[TASK] Please convert the material below into a numbered list, leaving out any blank lines.

** Opening DATASET CONTENT block **

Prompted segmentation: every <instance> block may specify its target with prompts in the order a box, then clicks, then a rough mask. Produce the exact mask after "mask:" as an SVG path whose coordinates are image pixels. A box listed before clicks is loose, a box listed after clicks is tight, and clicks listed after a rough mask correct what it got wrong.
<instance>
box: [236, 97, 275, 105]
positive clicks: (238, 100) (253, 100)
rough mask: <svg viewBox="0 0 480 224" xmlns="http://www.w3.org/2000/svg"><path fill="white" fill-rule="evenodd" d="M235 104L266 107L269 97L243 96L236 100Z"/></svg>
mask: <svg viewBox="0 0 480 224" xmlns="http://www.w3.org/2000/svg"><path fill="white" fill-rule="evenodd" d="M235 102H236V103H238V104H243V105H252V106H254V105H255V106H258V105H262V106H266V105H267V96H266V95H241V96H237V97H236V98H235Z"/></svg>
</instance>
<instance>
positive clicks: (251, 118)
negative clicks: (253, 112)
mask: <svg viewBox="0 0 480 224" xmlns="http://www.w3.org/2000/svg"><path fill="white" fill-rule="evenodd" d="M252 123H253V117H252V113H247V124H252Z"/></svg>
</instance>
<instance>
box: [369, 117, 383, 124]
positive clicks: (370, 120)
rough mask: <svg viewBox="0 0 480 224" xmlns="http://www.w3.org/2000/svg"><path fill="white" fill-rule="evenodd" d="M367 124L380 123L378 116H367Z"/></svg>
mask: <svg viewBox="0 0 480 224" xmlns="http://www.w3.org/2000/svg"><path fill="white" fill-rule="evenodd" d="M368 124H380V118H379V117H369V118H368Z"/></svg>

** Closing DATASET CONTENT block **

[ANSWER TO THIS TASK]
1. Prompted segmentation: every <instance> block may specify its target with prompts in the order a box, then clicks, then a rough mask. Produce the exact mask after "mask:" as an SVG path whose coordinates are image pixels. A box listed before clicks is loose, a box listed after clicks is tight, and clicks listed after a rough mask correct what it got wrong.
2. <instance>
3. box: [236, 97, 275, 105]
4. positive clicks: (238, 100) (253, 100)
5. rough mask: <svg viewBox="0 0 480 224" xmlns="http://www.w3.org/2000/svg"><path fill="white" fill-rule="evenodd" d="M235 104L266 107L269 97L243 96L236 100Z"/></svg>
6. mask: <svg viewBox="0 0 480 224" xmlns="http://www.w3.org/2000/svg"><path fill="white" fill-rule="evenodd" d="M235 102H236V103H238V104H243V105H252V106H254V105H255V106H258V105H262V106H266V105H267V96H266V95H241V96H237V97H236V98H235Z"/></svg>
7. </instance>
8. <instance>
9. positive clicks: (251, 118)
10. negative clicks: (253, 112)
11. mask: <svg viewBox="0 0 480 224" xmlns="http://www.w3.org/2000/svg"><path fill="white" fill-rule="evenodd" d="M252 123H253V117H252V113H247V124H252Z"/></svg>
12. </instance>
13. <instance>
14. box: [369, 117, 383, 124]
15. positive clicks: (370, 120)
16. rough mask: <svg viewBox="0 0 480 224" xmlns="http://www.w3.org/2000/svg"><path fill="white" fill-rule="evenodd" d="M367 124L380 123L378 116H367Z"/></svg>
17. mask: <svg viewBox="0 0 480 224" xmlns="http://www.w3.org/2000/svg"><path fill="white" fill-rule="evenodd" d="M368 124H380V118H379V117H369V118H368Z"/></svg>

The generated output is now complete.